Source passage -
....
The Michigan Advance already profiled the three Republicans vying in Tuesday’s primary: Paul Junge, a former Trump administration appointee running in his third congressional race; Mary Draves, a former executive at Dow Chemical Co. who lives in and runs a business in Midland; and Anthony Hudson, a truck driver and small business owner.
Ahead of the primary, the Michigan Advance spoke with most candidates, discussing issues both in-district and abroad, as well as why they feel they are the best candidate to represent their party in November.
Kristen McDonald Rivet
State Sen. Kristen McDonald Rivet (D-Bay City) announced her bid for the 8th Congressional district in January and has since gathered support from a number of high-profile Michigan Democrats, including Kildee and Gov. Gretchen Whitmer.
Before serving in the state Senate, McDonald Rivet served as executive director of the Michigan Head Start Association, vice president of Michigan Future Inc., president and CEO of Greater Midland, Inc. as well as chief of staff for the Michigan Department of Education, among other positions.
While speaking with the Advance, McDonald Rivet said her career has been focused on building strong pathways for children and helping to economically stabilize adults. She touted her experience as the lead sponsor on legislation increasing Michigan’s earned income tax credit, and her efforts to lower the cost of prescription drugs by creating a prescription drug affordability board.
Her day one priorities are centered on lowering costs for families, supporting kids and their families and creating strong pathways for children. She pointed to the child tax credit and ensuring affordable childcare as avenues for addressing those concerns.
She supports codifying Roe v. Wade, protecting access to in vitro fertilization, abortion and reproductive care, as well as ensuring health care privacy.
She also said the U.S. needs to modernize its immigration system to ensure the system works, and that the nation needs to stop illegal crossings at the border and create legal pathways for people seeking a life in the U.S.
“We ought to create a legal pathway to citizenship for folks that want to move into our country, abide by our laws and work really hard. There’s got to be a pathway,” McDonald Rivet said.
....
Given data -
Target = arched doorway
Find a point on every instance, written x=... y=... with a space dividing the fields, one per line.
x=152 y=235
....
Problem 1 -
Print the 8th District primary article from "Her day one" up to and including "in the U.S.".
Problem 2 -
According to the 8th District primary article, what legislation was McDonald Rivet the lead sponsor on?
Problem 3 -
Decide whether each statement agrees with the 8th District primary article. Answer yes or no, and quote the words from the article that decide it.
(a) Mary Draves previously worked as an executive at Dow Chemical Co.
(b) McDonald Rivet announced her bid for the 8th Congressional district in March.
(c) Anthony Hudson is a truck driver.
Use only the 8th District primary article to complete this work.

Exercise output 1 -
Her day one priorities are centered on lowering costs for families, supporting kids and their families and creating strong pathways for children. She pointed to the child tax credit and ensuring affordable childcare as avenues for addressing those concerns.
She supports codifying Roe v. Wade, protecting access to in vitro fertilization, abortion and reproductive care, as well as ensuring health care privacy.
She also said the U.S. needs to modernize its immigration system to ensure the system works, and that the nation needs to stop illegal crossings at the border and create legal pathways for people seeking a life in the U.S.

Exercise output 2 -
Legislation increasing Michigan's earned income tax credit.

Exercise output 3 -
(a) Yes: "a former executive at Dow Chemical Co."
(b) No: "announced her bid for the 8th Congressional district in January"
(c) Yes: "a truck driver and small business owner"